### PROBLEM TO SOLVE
Print the listing below exactly.

### EXTRACTED INFORMATION
* * *

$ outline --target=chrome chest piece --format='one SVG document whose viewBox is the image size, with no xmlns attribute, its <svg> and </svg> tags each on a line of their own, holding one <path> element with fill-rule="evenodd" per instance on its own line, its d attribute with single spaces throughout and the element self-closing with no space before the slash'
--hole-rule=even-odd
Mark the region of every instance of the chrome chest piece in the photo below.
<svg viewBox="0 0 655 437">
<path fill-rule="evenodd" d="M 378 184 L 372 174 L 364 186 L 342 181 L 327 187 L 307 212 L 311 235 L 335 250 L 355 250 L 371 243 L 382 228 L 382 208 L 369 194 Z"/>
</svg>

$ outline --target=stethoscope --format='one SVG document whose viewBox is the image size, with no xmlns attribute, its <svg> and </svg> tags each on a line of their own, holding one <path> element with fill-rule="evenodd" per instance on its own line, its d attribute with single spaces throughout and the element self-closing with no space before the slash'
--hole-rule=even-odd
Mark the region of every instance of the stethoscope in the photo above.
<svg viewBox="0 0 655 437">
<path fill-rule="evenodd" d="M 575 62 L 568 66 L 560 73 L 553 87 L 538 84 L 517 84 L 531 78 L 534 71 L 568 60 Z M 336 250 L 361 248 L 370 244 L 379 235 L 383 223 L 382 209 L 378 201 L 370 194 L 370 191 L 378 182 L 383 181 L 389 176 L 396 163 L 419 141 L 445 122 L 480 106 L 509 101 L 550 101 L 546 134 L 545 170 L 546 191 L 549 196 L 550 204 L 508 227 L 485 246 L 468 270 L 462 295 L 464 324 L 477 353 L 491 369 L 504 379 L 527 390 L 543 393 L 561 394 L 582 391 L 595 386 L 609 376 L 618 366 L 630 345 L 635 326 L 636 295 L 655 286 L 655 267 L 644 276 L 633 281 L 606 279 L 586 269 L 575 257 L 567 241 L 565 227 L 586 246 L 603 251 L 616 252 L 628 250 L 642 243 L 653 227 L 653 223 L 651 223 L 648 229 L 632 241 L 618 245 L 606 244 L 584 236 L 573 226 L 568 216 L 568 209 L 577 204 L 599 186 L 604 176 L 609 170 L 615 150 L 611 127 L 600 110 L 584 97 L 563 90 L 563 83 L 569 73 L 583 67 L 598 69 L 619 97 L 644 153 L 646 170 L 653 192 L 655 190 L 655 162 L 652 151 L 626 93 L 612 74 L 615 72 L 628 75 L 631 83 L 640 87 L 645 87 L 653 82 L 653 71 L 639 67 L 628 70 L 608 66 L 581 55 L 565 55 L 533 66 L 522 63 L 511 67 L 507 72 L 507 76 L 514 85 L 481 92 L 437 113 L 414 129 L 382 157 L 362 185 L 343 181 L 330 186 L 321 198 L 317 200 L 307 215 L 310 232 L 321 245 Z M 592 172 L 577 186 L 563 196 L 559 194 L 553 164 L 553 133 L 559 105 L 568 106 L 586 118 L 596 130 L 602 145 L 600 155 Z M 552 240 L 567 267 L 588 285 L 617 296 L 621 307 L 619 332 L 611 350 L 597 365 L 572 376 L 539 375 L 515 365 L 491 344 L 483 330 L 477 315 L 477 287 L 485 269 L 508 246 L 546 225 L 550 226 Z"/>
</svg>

* * *

### ANSWER IN FULL
$ outline --target=chrome chest piece --format='one SVG document whose viewBox is the image size, with no xmlns attribute, its <svg> and </svg> tags each on a line of their own, holding one <path> element with fill-rule="evenodd" per instance on its own line, its d attribute with single spaces throughout and the element self-closing with no space before the slash'
--hole-rule=even-odd
Mark the region of every instance of the chrome chest piece in the photo below.
<svg viewBox="0 0 655 437">
<path fill-rule="evenodd" d="M 378 184 L 372 174 L 364 186 L 342 181 L 327 187 L 307 212 L 311 235 L 335 250 L 355 250 L 371 243 L 382 228 L 382 208 L 369 194 Z"/>
</svg>

$ outline --target=stethoscope --format='one SVG document whose viewBox is the image size, with no xmlns attribute, its <svg> and </svg> tags each on a line of their own, holding one <path> element with fill-rule="evenodd" per instance on its own line, its d attribute with single spaces throughout and the element self-closing with no space before the slash'
--hole-rule=even-odd
Mark the region of every instance of the stethoscope in the photo above.
<svg viewBox="0 0 655 437">
<path fill-rule="evenodd" d="M 575 62 L 568 66 L 560 73 L 553 87 L 538 84 L 517 84 L 531 78 L 534 71 L 568 60 Z M 336 250 L 361 248 L 370 244 L 379 235 L 383 223 L 382 209 L 378 201 L 370 194 L 370 191 L 378 182 L 383 181 L 389 176 L 396 163 L 419 141 L 445 122 L 480 106 L 509 101 L 550 101 L 546 134 L 545 170 L 546 191 L 549 196 L 550 204 L 508 227 L 485 246 L 468 270 L 462 295 L 464 324 L 477 353 L 491 369 L 504 379 L 527 390 L 543 393 L 561 394 L 582 391 L 595 386 L 609 376 L 618 366 L 630 345 L 635 326 L 636 295 L 655 286 L 655 267 L 644 276 L 633 281 L 606 279 L 586 269 L 575 257 L 567 241 L 565 227 L 586 246 L 603 251 L 616 252 L 628 250 L 642 243 L 653 227 L 653 223 L 651 223 L 648 229 L 632 241 L 618 245 L 606 244 L 584 236 L 573 226 L 568 216 L 568 209 L 577 204 L 599 186 L 604 176 L 609 170 L 615 150 L 611 127 L 600 110 L 584 97 L 563 90 L 563 83 L 569 73 L 583 67 L 598 69 L 619 97 L 644 153 L 646 170 L 653 192 L 655 190 L 655 162 L 652 151 L 626 93 L 612 74 L 615 72 L 628 75 L 631 83 L 640 87 L 645 87 L 653 82 L 653 71 L 639 67 L 628 70 L 608 66 L 581 55 L 565 55 L 533 66 L 522 63 L 511 67 L 507 72 L 507 76 L 514 85 L 481 92 L 437 113 L 414 129 L 382 157 L 362 185 L 343 181 L 330 186 L 321 198 L 317 200 L 307 215 L 310 232 L 321 245 Z M 592 172 L 577 186 L 563 196 L 559 194 L 553 164 L 553 133 L 559 105 L 568 106 L 586 118 L 596 130 L 602 145 L 600 155 Z M 552 240 L 567 267 L 588 285 L 617 296 L 621 307 L 619 332 L 611 350 L 597 365 L 572 376 L 539 375 L 515 365 L 491 344 L 483 330 L 477 315 L 477 287 L 485 269 L 508 246 L 546 225 L 550 226 Z"/>
</svg>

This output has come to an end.